*YOUR GOAL*
Write out every line of the items below as a numbered list, skipping blank lines and leaving out the pictures.

*TASK INPUTS*
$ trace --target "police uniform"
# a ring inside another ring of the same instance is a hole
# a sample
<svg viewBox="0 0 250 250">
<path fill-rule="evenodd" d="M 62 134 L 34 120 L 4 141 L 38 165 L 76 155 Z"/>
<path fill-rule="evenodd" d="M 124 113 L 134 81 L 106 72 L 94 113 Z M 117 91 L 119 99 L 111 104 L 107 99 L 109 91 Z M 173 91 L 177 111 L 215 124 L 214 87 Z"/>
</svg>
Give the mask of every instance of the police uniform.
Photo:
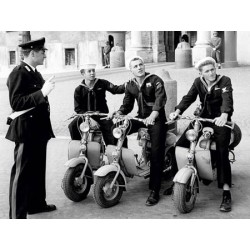
<svg viewBox="0 0 250 250">
<path fill-rule="evenodd" d="M 183 113 L 199 96 L 202 104 L 201 117 L 213 119 L 219 117 L 222 113 L 227 113 L 228 120 L 230 121 L 234 111 L 232 92 L 231 80 L 227 76 L 217 75 L 211 89 L 208 89 L 207 83 L 202 77 L 198 77 L 176 109 L 179 109 Z M 206 124 L 206 126 L 214 129 L 214 140 L 217 148 L 218 187 L 222 188 L 224 183 L 227 183 L 231 187 L 231 166 L 228 159 L 231 130 L 227 127 L 218 127 L 211 123 Z M 183 133 L 176 145 L 189 147 L 185 133 Z"/>
<path fill-rule="evenodd" d="M 166 116 L 164 107 L 167 96 L 162 79 L 157 75 L 145 73 L 145 78 L 141 87 L 139 87 L 135 78 L 129 80 L 126 83 L 125 97 L 119 111 L 125 115 L 130 113 L 133 110 L 135 100 L 138 104 L 139 118 L 147 118 L 152 111 L 159 112 L 155 124 L 148 126 L 151 140 L 149 189 L 159 193 L 166 139 Z M 131 122 L 132 126 L 129 134 L 138 132 L 138 129 L 141 127 L 146 127 L 142 122 L 135 120 L 131 120 Z"/>
<path fill-rule="evenodd" d="M 89 88 L 86 85 L 85 80 L 83 80 L 75 89 L 75 112 L 78 114 L 83 114 L 87 111 L 109 113 L 106 91 L 109 91 L 112 94 L 123 94 L 125 92 L 125 85 L 123 84 L 117 86 L 107 80 L 96 78 L 93 88 Z M 113 137 L 111 131 L 111 127 L 113 125 L 112 120 L 100 120 L 100 117 L 98 116 L 92 118 L 99 123 L 106 145 L 114 145 L 115 138 Z M 79 122 L 78 118 L 76 118 L 69 124 L 70 135 L 74 140 L 81 139 L 81 135 L 77 128 L 77 124 Z"/>
<path fill-rule="evenodd" d="M 45 38 L 20 44 L 22 49 L 45 49 Z M 54 137 L 48 98 L 41 88 L 44 79 L 39 72 L 21 62 L 7 79 L 9 101 L 13 112 L 27 111 L 11 121 L 6 138 L 15 142 L 14 165 L 10 176 L 10 218 L 26 218 L 46 208 L 46 146 Z"/>
</svg>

*FINISHED TASK*
1. $ trace --target "police uniform"
2. # a ring inside another ring of the same instance is a hole
3. # a sample
4. <svg viewBox="0 0 250 250">
5. <path fill-rule="evenodd" d="M 62 134 L 34 120 L 4 141 L 38 165 L 76 155 Z"/>
6. <path fill-rule="evenodd" d="M 124 113 L 134 81 L 106 72 L 94 113 Z M 117 91 L 119 99 L 111 104 L 107 99 L 109 91 Z M 173 91 L 177 111 L 215 124 L 214 87 Z"/>
7. </svg>
8. Give the mask of every instance of the police uniform.
9. Photo:
10. <svg viewBox="0 0 250 250">
11. <path fill-rule="evenodd" d="M 183 113 L 199 96 L 202 104 L 201 117 L 213 119 L 219 117 L 222 113 L 227 113 L 228 120 L 230 121 L 234 111 L 232 92 L 231 80 L 227 76 L 217 75 L 211 89 L 208 89 L 207 83 L 202 77 L 198 77 L 176 109 L 179 109 Z M 206 124 L 206 126 L 214 129 L 214 140 L 217 148 L 218 187 L 222 188 L 224 183 L 227 183 L 231 187 L 231 166 L 228 159 L 231 130 L 227 127 L 218 127 L 211 123 Z M 183 133 L 176 145 L 189 147 L 185 133 Z"/>
12. <path fill-rule="evenodd" d="M 166 116 L 164 107 L 167 96 L 162 79 L 157 75 L 145 73 L 145 78 L 141 87 L 139 87 L 135 78 L 129 80 L 126 83 L 125 97 L 119 111 L 125 115 L 130 113 L 133 110 L 135 100 L 138 104 L 139 118 L 147 118 L 152 111 L 159 112 L 155 124 L 148 126 L 151 140 L 149 189 L 159 193 L 166 139 Z M 131 122 L 132 126 L 129 134 L 138 132 L 138 129 L 141 127 L 146 127 L 142 122 L 135 120 L 131 120 Z"/>
13. <path fill-rule="evenodd" d="M 89 88 L 86 85 L 85 80 L 83 80 L 75 89 L 75 112 L 78 114 L 83 114 L 87 111 L 109 113 L 106 91 L 109 91 L 112 94 L 123 94 L 125 92 L 125 85 L 123 84 L 117 86 L 107 80 L 96 78 L 93 88 Z M 113 137 L 111 131 L 111 127 L 113 125 L 112 120 L 100 120 L 100 117 L 98 116 L 92 118 L 99 123 L 106 145 L 114 145 L 115 138 Z M 79 122 L 78 118 L 76 118 L 69 124 L 70 135 L 74 140 L 81 139 L 81 135 L 77 128 L 77 124 Z"/>
14. <path fill-rule="evenodd" d="M 45 38 L 20 44 L 22 49 L 45 49 Z M 54 137 L 48 98 L 41 88 L 44 79 L 39 72 L 21 62 L 7 79 L 9 101 L 13 112 L 27 111 L 11 121 L 6 138 L 15 142 L 14 165 L 10 176 L 10 218 L 26 218 L 46 208 L 46 146 Z"/>
15. </svg>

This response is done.